___ Data supplied ___

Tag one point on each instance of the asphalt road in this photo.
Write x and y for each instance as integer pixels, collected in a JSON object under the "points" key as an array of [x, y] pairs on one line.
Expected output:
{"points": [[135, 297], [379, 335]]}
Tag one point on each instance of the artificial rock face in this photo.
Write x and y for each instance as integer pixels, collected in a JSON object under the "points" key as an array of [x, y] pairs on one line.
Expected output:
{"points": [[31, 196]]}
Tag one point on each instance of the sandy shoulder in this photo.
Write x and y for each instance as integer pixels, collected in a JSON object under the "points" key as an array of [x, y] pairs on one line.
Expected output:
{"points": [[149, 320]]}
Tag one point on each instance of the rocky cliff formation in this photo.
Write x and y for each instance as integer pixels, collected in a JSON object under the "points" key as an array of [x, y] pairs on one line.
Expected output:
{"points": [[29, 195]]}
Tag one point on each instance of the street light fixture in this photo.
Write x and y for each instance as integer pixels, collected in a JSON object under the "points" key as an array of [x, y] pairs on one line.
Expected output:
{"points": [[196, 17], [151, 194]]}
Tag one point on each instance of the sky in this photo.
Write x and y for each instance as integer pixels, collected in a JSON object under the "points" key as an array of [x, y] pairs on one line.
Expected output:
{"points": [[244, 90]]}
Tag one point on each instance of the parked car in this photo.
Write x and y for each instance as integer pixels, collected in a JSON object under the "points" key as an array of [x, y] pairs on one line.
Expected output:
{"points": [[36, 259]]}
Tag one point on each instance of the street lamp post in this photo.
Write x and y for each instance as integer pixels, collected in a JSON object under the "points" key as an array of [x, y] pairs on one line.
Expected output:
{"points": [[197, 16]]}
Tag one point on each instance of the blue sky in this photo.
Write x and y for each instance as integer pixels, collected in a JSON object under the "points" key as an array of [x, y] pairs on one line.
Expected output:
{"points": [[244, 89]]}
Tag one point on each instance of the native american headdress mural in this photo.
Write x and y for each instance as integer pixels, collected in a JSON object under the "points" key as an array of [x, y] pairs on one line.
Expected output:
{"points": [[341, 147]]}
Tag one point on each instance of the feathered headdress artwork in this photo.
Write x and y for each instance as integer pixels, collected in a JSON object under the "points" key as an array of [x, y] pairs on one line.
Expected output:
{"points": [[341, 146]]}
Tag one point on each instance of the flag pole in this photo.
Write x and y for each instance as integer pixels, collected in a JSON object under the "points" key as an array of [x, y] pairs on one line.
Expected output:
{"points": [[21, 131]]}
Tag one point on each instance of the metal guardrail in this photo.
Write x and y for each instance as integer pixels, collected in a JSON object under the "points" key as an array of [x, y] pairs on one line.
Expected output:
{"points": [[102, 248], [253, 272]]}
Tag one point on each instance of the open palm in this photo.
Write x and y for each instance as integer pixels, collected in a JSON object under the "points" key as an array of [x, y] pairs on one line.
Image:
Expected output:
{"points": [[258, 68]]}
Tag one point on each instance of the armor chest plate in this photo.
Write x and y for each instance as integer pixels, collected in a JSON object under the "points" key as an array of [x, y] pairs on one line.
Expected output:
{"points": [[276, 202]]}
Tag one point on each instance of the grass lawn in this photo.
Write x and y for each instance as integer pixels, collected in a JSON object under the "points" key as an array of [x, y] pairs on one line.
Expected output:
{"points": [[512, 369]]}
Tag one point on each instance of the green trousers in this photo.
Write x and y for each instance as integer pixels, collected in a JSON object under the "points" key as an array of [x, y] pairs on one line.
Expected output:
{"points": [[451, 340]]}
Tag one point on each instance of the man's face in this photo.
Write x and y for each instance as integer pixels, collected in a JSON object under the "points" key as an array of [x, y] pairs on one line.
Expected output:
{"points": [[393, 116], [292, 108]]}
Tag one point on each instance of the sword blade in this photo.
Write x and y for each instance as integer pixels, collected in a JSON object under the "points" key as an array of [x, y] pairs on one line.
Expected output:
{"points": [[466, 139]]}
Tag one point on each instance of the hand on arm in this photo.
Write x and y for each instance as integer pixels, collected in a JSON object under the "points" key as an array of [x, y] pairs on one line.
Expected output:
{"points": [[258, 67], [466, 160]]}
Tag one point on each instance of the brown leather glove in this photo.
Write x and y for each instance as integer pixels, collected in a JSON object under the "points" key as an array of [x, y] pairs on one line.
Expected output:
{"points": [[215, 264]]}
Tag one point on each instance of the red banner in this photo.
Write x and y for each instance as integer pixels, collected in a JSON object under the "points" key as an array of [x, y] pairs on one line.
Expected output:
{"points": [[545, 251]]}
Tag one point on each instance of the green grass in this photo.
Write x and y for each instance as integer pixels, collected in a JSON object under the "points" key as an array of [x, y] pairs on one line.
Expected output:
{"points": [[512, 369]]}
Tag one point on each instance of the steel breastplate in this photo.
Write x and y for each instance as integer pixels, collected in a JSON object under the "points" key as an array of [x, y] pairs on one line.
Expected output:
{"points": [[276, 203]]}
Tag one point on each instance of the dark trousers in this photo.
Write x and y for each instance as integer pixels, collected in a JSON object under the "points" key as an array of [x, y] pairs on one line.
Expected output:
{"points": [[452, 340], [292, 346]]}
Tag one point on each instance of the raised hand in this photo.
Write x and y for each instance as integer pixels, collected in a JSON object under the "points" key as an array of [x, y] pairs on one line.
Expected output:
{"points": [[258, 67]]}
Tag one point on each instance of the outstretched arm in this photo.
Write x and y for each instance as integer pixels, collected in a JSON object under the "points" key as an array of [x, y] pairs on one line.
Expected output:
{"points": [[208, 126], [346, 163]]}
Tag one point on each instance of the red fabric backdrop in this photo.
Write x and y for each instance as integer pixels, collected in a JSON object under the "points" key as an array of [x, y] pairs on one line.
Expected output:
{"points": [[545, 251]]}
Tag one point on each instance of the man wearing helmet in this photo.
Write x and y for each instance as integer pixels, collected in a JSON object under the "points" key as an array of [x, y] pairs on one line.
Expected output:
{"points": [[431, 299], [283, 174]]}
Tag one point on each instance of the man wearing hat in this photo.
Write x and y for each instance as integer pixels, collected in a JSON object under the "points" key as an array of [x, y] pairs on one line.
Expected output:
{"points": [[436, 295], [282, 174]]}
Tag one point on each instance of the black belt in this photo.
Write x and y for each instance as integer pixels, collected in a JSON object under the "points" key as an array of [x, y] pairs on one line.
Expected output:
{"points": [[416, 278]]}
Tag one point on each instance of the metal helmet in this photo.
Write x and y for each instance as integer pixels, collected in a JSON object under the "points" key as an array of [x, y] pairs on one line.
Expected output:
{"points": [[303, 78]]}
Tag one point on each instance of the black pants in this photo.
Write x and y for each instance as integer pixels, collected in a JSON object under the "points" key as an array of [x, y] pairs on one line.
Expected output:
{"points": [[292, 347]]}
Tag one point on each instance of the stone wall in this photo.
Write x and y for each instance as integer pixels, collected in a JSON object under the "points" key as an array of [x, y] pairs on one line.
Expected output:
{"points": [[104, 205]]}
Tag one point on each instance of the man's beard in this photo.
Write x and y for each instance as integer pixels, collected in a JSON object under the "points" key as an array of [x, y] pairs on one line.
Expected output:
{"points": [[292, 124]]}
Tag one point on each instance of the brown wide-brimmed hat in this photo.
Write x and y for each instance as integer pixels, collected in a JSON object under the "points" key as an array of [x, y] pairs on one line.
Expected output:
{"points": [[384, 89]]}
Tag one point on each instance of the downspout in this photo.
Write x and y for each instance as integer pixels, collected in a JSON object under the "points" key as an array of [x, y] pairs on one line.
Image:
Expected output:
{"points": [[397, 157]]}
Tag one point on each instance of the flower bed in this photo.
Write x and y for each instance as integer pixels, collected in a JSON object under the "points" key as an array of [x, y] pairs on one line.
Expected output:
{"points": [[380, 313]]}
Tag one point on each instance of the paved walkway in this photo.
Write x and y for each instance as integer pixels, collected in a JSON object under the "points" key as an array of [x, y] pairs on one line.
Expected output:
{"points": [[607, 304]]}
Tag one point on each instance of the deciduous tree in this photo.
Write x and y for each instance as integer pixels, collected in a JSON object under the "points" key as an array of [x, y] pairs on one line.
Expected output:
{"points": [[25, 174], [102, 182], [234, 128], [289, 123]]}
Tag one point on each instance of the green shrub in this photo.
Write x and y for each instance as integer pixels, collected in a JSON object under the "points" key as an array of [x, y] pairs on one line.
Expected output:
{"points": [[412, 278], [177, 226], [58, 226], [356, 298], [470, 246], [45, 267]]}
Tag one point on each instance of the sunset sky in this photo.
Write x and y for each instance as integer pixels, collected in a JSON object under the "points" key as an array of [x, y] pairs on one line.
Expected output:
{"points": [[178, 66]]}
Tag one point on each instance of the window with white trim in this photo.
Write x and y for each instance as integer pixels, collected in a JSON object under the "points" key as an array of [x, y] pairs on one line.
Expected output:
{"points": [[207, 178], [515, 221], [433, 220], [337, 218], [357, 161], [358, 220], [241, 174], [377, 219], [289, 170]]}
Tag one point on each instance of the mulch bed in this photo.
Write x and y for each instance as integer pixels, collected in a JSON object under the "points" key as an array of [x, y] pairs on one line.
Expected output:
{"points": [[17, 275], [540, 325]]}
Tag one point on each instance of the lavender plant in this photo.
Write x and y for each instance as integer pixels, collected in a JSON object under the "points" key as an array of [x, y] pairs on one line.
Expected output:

___

— Aim —
Output exactly the lines between the one containing "Tag one point on each instance of the window" and the final line above, both inclusive.

— Answer for the task —
Tag one point on each instance of the window with white trim in this photo.
Write x and y for each instance as integer pixels, collected in a JSON object under the "points" key as an array of [x, y] pairs on one line.
Expected output:
{"points": [[207, 178], [515, 221], [433, 220], [337, 218], [357, 161], [358, 220], [241, 174], [377, 219], [289, 170]]}
Tag one point on each instance of the mulch bed in this photo.
Write x and y for each instance as integer pixels, collected in a JSON object under the "points" key as an array of [x, y] pairs on one line.
Expected output:
{"points": [[17, 275], [540, 325]]}
Tag one point on each instance of the lavender plant in this photo.
Write x and y for each instance as integer pixels, collected in a JSON object under the "points" key as an array of [x, y] pairs on one line.
Expected output:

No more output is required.